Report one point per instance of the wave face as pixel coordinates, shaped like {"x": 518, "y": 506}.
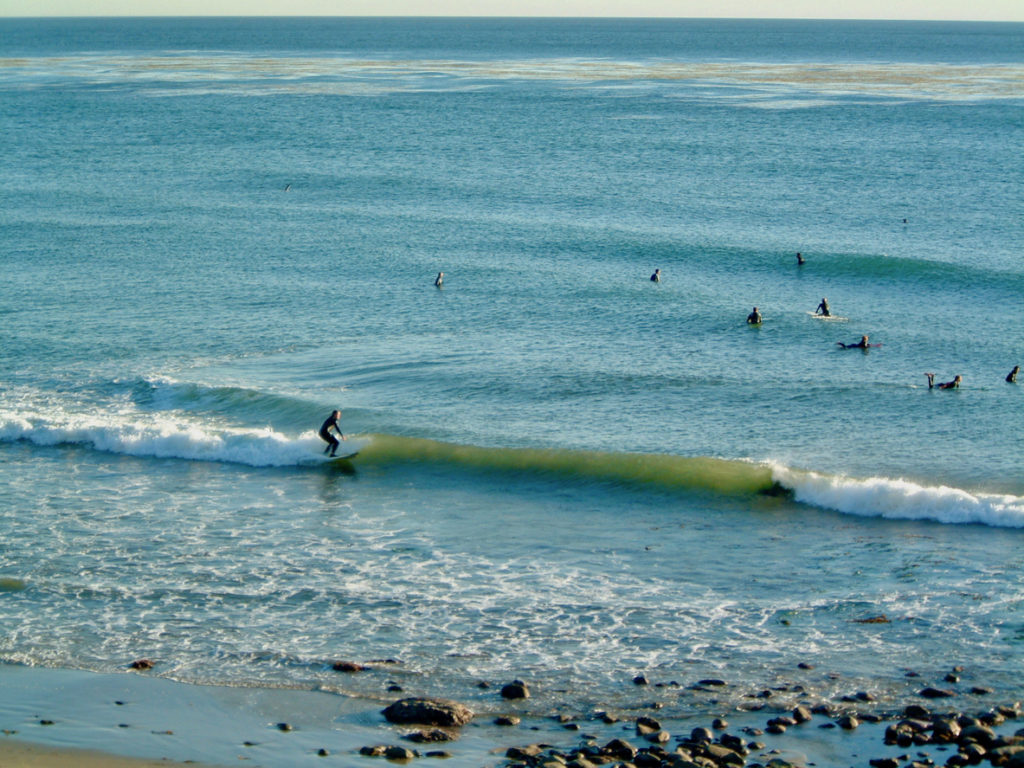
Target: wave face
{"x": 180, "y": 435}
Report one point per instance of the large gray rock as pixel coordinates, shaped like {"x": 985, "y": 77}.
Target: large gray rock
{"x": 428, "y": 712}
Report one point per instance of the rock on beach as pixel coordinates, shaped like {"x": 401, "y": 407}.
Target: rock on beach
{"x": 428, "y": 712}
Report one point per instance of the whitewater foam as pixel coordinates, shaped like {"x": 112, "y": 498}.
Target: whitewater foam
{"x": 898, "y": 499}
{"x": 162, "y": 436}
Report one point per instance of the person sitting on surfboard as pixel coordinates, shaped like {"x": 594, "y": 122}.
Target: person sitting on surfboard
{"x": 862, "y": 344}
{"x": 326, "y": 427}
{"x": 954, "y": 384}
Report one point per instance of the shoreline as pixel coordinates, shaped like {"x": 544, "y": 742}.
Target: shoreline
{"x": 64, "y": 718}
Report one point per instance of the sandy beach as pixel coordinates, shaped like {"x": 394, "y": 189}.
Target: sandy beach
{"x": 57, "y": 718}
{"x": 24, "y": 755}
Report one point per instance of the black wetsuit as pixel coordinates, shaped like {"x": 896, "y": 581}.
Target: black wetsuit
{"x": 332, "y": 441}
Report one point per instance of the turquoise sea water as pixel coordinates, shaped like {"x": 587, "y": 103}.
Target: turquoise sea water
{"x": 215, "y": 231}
# # #
◆ What the exercise asks: Work out the count of lines in the data above containing the string "shaped". Give it alone.

◆ Solution to this exercise: 9